#### Избранный фрагмент ####

Институт, который «увековечивает» такую рассудительность, — это закон. Рассудительность, которая управляет тренировкой воли маленьких индивидов в ее детском выражении, применяется человеком и как общественное требование привносится в институты, которые охраняют традиционное и поддерживают баланс лидерства и последователей, привилегии и обязанности добровольного действия и принуждения. В пользу его величества закона организованный человек отказывается от характера с остатками упрямства в себе и в других, наполовину надеясь и наполовину боясь, что он может сам ускользнуть, совершая мелкие нарушения, по одному за раз, даже наблюдая соседей с принужденной праведностью.
Его величество закон, с другой стороны, полагается на интерпретацию, а двойственная решительность и противоречивое послушание уменьшаются с каждым днем. Эти институты также страдают от прошлого — от полигенетического прошлого, которое в критическое время пыталось изъять «вечный» принцип из потока времени и преобразовать его в свод законов, сформулированных так, чтобы предусмотреть случайности в будущем, возможно и онтогенетическое прошлое, общее для всех граждан, а именно — их «обучение закону» в детстве и всем его несовершенствам.
Научились ли они, когда были детьми, верить в справедливость, потому что восхищаться рассудительностью и любить праведность, или научились ненавидеть упрямство других, закон является теперь требованием силы эго. Эмоции, а также социальная логика будут участвовать в поддержании равновесия привилегий, обязательств и запретов.
Зависимость любого института от обновления посредством эмоционального вклада поколений привносит с собой устойчивую двойную опасность. Как индивид в неистовом поиске первых подающих надежду отношений может остановиться, потерявшись в заблуждениях и пристрастиях, так и религии, теряя связи с живой этикой, могут регрессировать до принятия иллюзорных и пагубных обещаний или пустой фантазии. И подобно индивиду, который при столкновении его детского обучения в условиях домашнего закона и порядка может стать «компульсивным», т. е. избыточно контролируемым и связанным с механизмами внутреннего контроля, организованный закон может стать механизмом, использующим букву, чтобы подчинить дух, который следовало защищать. Здесь можно говорить о «больных» институтах, но только до тех пор, пока указываются механизмы приспособления, увязшие в простом повторении, и пока не допускается предположение, что психиатрическое просвещение как таковое излечит общество…
Исследование может заставить сделать преждевременное заключение относительно большой области, детали которой остаются еще недоступными для более систематических подходов. Но «далекая перспектива» может прояснить, где мы вообще находимся. Мне кажется несомненным, что теория, которая должна «перейти от данных психопатологии к обычной психологии», призвана дополнить наблюдения детства перспективой взрослого возраста, дополнить теорию либидо концепцией других источников энергии и усилить понятие эго проникновением в природу социальных институтов.

#### Выдержки из строк ####

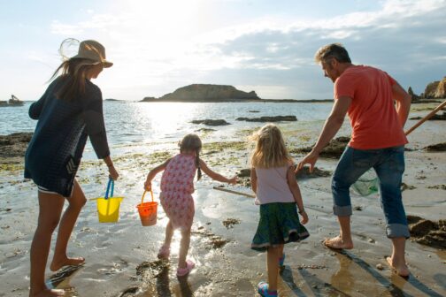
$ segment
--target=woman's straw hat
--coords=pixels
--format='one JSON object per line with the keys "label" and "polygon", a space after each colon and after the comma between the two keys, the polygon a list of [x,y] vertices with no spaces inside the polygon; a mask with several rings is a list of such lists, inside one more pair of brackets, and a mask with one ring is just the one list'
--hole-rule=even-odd
{"label": "woman's straw hat", "polygon": [[94,40],[86,40],[79,44],[78,54],[71,58],[83,58],[93,61],[93,64],[102,63],[104,68],[112,67],[113,63],[105,59],[105,48]]}

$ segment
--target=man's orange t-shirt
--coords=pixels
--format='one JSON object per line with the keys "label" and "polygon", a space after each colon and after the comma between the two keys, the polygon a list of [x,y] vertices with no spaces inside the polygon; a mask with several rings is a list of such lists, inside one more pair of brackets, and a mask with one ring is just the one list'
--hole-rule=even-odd
{"label": "man's orange t-shirt", "polygon": [[370,66],[347,68],[334,82],[334,100],[352,99],[348,114],[352,128],[349,146],[358,149],[385,148],[406,144],[392,96],[396,81]]}

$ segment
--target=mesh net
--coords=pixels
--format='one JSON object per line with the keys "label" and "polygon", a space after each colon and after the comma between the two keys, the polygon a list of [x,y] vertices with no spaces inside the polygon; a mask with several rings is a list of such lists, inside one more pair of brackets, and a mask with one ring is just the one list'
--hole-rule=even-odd
{"label": "mesh net", "polygon": [[80,41],[74,38],[66,38],[62,42],[59,47],[59,55],[64,61],[68,60],[70,57],[76,56],[78,53]]}
{"label": "mesh net", "polygon": [[375,171],[370,169],[358,179],[351,187],[361,196],[368,196],[371,194],[378,192],[379,183],[380,179],[376,176]]}

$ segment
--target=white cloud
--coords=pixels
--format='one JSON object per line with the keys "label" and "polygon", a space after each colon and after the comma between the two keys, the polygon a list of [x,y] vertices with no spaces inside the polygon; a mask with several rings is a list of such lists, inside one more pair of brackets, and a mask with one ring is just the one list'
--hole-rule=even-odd
{"label": "white cloud", "polygon": [[[101,14],[88,11],[91,19],[88,21],[66,24],[55,20],[51,33],[64,37],[100,36],[107,56],[115,62],[114,72],[108,76],[111,80],[103,83],[123,90],[128,84],[134,92],[146,92],[141,87],[145,84],[155,89],[152,95],[163,95],[160,92],[168,89],[168,84],[179,84],[174,86],[177,88],[200,82],[196,80],[219,83],[231,78],[237,80],[233,84],[269,89],[267,96],[258,92],[262,97],[289,98],[296,92],[294,96],[302,98],[302,94],[311,94],[277,75],[286,72],[295,75],[294,80],[303,80],[304,86],[315,86],[311,80],[317,80],[324,88],[316,87],[315,94],[324,90],[326,95],[320,95],[328,97],[331,86],[315,76],[320,73],[314,70],[313,54],[319,46],[332,42],[344,43],[355,62],[382,66],[412,86],[427,81],[416,82],[415,76],[411,79],[404,72],[424,73],[427,67],[434,67],[437,75],[438,64],[444,61],[442,11],[446,4],[442,0],[388,0],[375,11],[311,21],[271,15],[231,26],[212,22],[212,16],[203,14],[202,7],[203,2],[197,0],[118,3]],[[232,77],[222,76],[228,72]],[[313,76],[301,76],[299,72]],[[265,80],[263,85],[253,81],[259,77]],[[158,90],[157,83],[160,84]],[[124,91],[122,94],[124,96]],[[141,94],[141,97],[147,95]]]}

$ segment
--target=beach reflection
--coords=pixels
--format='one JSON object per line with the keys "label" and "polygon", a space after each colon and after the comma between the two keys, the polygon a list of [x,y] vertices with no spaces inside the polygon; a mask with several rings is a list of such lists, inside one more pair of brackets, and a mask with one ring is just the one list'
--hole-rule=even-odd
{"label": "beach reflection", "polygon": [[50,289],[61,289],[65,292],[65,296],[78,296],[75,288],[70,285],[70,280],[83,265],[65,266],[50,277],[46,286]]}
{"label": "beach reflection", "polygon": [[332,275],[331,285],[350,295],[355,286],[355,278],[350,268],[353,261],[339,253],[336,253],[336,258],[339,261],[339,270]]}

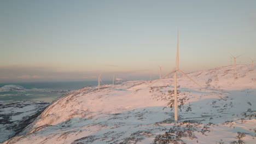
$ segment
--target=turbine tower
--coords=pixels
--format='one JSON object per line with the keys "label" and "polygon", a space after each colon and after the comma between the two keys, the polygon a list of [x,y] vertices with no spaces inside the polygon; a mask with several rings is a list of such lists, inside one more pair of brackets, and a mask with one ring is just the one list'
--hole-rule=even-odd
{"label": "turbine tower", "polygon": [[100,75],[100,76],[98,77],[98,91],[100,91],[100,87],[101,86],[101,74]]}
{"label": "turbine tower", "polygon": [[177,72],[179,71],[181,73],[182,75],[190,79],[191,81],[194,82],[195,83],[196,83],[197,85],[198,85],[199,87],[201,88],[205,89],[202,87],[199,84],[196,83],[195,81],[194,81],[193,80],[192,80],[190,77],[189,77],[188,75],[185,74],[183,71],[182,71],[181,69],[179,69],[179,31],[178,30],[178,34],[177,34],[177,53],[176,53],[176,69],[170,72],[169,73],[166,74],[160,79],[157,80],[156,81],[155,81],[154,83],[148,86],[148,87],[150,86],[151,85],[153,85],[154,83],[156,83],[158,82],[159,80],[163,79],[164,77],[172,74],[174,73],[174,121],[177,122],[178,121],[178,106],[177,106]]}
{"label": "turbine tower", "polygon": [[113,85],[115,85],[115,75],[113,76]]}
{"label": "turbine tower", "polygon": [[158,65],[158,67],[159,67],[159,79],[161,78],[161,75],[162,75],[162,66],[161,65]]}
{"label": "turbine tower", "polygon": [[240,55],[237,57],[234,57],[233,55],[230,55],[231,57],[234,58],[234,74],[236,74],[236,58],[242,56]]}
{"label": "turbine tower", "polygon": [[252,70],[253,70],[253,62],[254,62],[255,60],[253,60],[252,58],[250,58],[251,61],[252,61]]}

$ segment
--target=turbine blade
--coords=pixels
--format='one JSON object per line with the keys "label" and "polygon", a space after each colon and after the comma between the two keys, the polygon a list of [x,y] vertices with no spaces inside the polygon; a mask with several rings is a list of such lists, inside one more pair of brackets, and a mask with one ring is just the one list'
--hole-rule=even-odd
{"label": "turbine blade", "polygon": [[177,35],[176,69],[179,68],[179,29]]}
{"label": "turbine blade", "polygon": [[149,86],[148,86],[148,87],[151,86],[153,84],[156,83],[156,82],[159,81],[160,80],[161,80],[161,79],[164,78],[165,77],[166,77],[166,76],[167,76],[167,75],[168,75],[171,74],[172,73],[174,73],[174,72],[175,72],[176,71],[176,70],[173,70],[171,71],[171,72],[170,72],[169,73],[168,73],[168,74],[165,75],[163,76],[162,77],[161,77],[161,78],[160,78],[160,79],[156,80],[156,81],[155,81],[154,82],[153,82],[153,83],[151,83],[150,85],[149,85]]}
{"label": "turbine blade", "polygon": [[100,77],[101,77],[101,75],[102,74],[102,73],[101,73],[100,74],[100,76],[98,76],[98,79],[100,79]]}
{"label": "turbine blade", "polygon": [[236,57],[236,58],[237,58],[237,57],[240,57],[240,56],[242,56],[242,55],[243,55],[243,54],[242,54],[242,55],[239,55],[239,56],[238,56]]}
{"label": "turbine blade", "polygon": [[192,80],[192,79],[191,79],[190,77],[189,77],[188,75],[187,75],[186,74],[185,74],[181,70],[179,69],[178,70],[179,71],[182,73],[184,76],[185,76],[185,77],[188,77],[188,79],[189,79],[191,81],[194,82],[195,83],[196,83],[196,85],[197,85],[199,87],[200,87],[202,89],[205,89],[204,88],[203,88],[201,86],[200,86],[200,85],[198,84],[196,82],[194,81],[193,80]]}

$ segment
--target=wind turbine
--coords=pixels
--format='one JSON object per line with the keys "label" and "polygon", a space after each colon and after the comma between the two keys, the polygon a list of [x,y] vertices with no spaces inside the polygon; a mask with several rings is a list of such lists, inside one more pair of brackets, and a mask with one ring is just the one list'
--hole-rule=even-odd
{"label": "wind turbine", "polygon": [[158,65],[159,67],[159,79],[161,78],[162,75],[162,66]]}
{"label": "wind turbine", "polygon": [[101,74],[100,74],[100,76],[98,77],[98,91],[100,91],[100,87],[101,86],[101,81],[102,82],[101,79],[101,74],[102,73],[101,73]]}
{"label": "wind turbine", "polygon": [[113,76],[113,85],[115,84],[115,75]]}
{"label": "wind turbine", "polygon": [[201,86],[199,84],[196,83],[195,81],[194,81],[192,79],[189,77],[188,75],[185,74],[183,71],[182,71],[181,69],[179,69],[179,31],[178,30],[178,34],[177,34],[177,53],[176,53],[176,69],[174,70],[171,71],[169,73],[166,74],[162,77],[160,77],[159,79],[157,80],[156,81],[155,81],[154,83],[148,86],[148,87],[150,86],[151,85],[153,85],[154,83],[156,83],[158,82],[159,80],[163,79],[164,77],[172,74],[174,73],[174,121],[177,122],[178,121],[178,106],[177,106],[177,75],[176,73],[177,72],[179,71],[181,73],[182,75],[190,79],[191,81],[194,82],[199,87],[202,88],[202,89],[205,89],[205,88],[202,88],[202,86]]}
{"label": "wind turbine", "polygon": [[252,70],[253,70],[253,62],[255,61],[255,60],[253,60],[252,58],[250,58],[251,61],[252,61]]}
{"label": "wind turbine", "polygon": [[240,55],[237,57],[234,57],[233,55],[231,55],[231,57],[232,57],[234,58],[234,74],[236,74],[236,58],[240,57],[241,56],[242,56],[242,55]]}

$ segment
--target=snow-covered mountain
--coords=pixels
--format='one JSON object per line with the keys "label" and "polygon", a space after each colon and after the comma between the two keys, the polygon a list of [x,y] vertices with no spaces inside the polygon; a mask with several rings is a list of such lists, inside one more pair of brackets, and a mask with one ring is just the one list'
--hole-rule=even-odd
{"label": "snow-covered mountain", "polygon": [[86,87],[53,102],[3,143],[255,143],[256,70],[237,65],[178,77],[178,121],[173,121],[173,79]]}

####

__Цель упражнения__
Допишите текст о законе и общественных институтах, начав сразу после его последнего предложения. Строки здесь не понадобятся.

__Итог задания__
Попытку построить общий план человеческой силы, однако, можно упрекнуть в пренебрежении разнообразием факторов в приверженности фетишу омертвевших норм и подрыве индивида, как героя или бунтаря, аскета или просто личности, единственной в своем роде. Процессы жизни будут всегда вести к большему разнообразию, чем мы можем представить с нашими озарениями, курсами лечения и стремлениями.
Так же обстоит дело и с реакцией человека на изменение условий. В процессах социогенетического изменения мы можем приписать широкое значение идиосинкразическому индивиду и уклонисту, так же, как и послушному конформисту. Настоящее приспособление, однако, поддерживается с помощью лояльности бунтарей, которые отказываются подстроиться под «условия» и стараются поддерживать недовольство в служении восстанавливаемой целостности, без которой психосоциальная эволюция и все ее институты будут обречены. Когда Камю говорит, что вера — это грех, он делает это в такой форме и в таком контексте, которые заставляют предположить, что он «заботится» о возрождении и восстановлении веры вне любых компромиссов, на которые, будучи ребенком, он был вынужден пойти.